▶ Exercise:
Rewrite the lines from the one containing "of the sidewalk" through the last line, replacing "trimmed hedge row" with "clipped hedge" and leaving everything else unchanged.

▶ Exercise data:
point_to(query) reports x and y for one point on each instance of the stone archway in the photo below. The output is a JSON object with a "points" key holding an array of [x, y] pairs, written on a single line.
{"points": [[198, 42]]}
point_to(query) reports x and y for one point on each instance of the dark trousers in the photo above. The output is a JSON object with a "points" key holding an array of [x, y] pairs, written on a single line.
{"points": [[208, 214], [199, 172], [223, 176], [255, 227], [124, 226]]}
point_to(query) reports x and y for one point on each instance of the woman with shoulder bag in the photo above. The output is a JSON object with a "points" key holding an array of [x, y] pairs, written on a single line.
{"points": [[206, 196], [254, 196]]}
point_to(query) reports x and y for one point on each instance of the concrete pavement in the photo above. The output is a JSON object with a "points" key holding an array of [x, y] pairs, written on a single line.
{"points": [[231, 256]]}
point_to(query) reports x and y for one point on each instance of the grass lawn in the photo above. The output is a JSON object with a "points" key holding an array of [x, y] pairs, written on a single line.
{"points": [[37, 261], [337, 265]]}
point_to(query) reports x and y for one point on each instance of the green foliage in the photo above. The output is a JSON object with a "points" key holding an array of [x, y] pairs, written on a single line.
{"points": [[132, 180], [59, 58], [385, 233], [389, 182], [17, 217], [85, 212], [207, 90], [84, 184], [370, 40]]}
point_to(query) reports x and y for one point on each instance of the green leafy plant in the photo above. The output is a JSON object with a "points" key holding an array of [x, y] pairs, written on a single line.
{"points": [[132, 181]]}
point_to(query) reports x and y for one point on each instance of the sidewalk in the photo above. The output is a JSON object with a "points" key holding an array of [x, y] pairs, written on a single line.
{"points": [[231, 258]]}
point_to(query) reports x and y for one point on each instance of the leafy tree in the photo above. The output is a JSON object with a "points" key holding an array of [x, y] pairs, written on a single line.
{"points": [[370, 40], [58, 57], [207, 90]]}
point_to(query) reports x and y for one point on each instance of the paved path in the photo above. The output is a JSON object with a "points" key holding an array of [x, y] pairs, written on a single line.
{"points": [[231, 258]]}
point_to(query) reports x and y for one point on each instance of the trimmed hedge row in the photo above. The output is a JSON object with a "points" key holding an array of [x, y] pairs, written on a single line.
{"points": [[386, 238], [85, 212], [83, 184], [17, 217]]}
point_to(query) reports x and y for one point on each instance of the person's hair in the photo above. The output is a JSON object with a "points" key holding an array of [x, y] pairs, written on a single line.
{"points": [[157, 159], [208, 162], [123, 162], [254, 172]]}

▶ Solved problem:
point_to(query) reports x and y for one point on each instance of the sidewalk in the photo above. The output is a JSON object with a "points" key holding an array of [x, y] pairs, written on a single line.
{"points": [[231, 258]]}
point_to(query) reports x and y for one point on each instance of the leafy tree in the photo above. The output is a JSON object with a "points" key holding an array of [x, y] pairs, written on a single line.
{"points": [[370, 40], [58, 57], [207, 90]]}
point_to(query) reports x and y for one point on each instance of the paved path in the photo above. The output is a JSON object with a "points" key holding an array of [x, y] pairs, written on a single line.
{"points": [[231, 258]]}
point_to(query) reports x and y for one point on each instance of the clipped hedge in the photo above. The output is a JSON object with a "points" key holding an array of [x, y] pairs, written on a single line.
{"points": [[386, 238], [85, 212], [83, 184], [17, 217]]}
point_to(query) reports x and y for one point on each instance of the person's hair in the photo above. The output is a JSON object with a "points" key holding an array of [x, y] pairs, written on a single line.
{"points": [[157, 159], [208, 162], [123, 162], [254, 172]]}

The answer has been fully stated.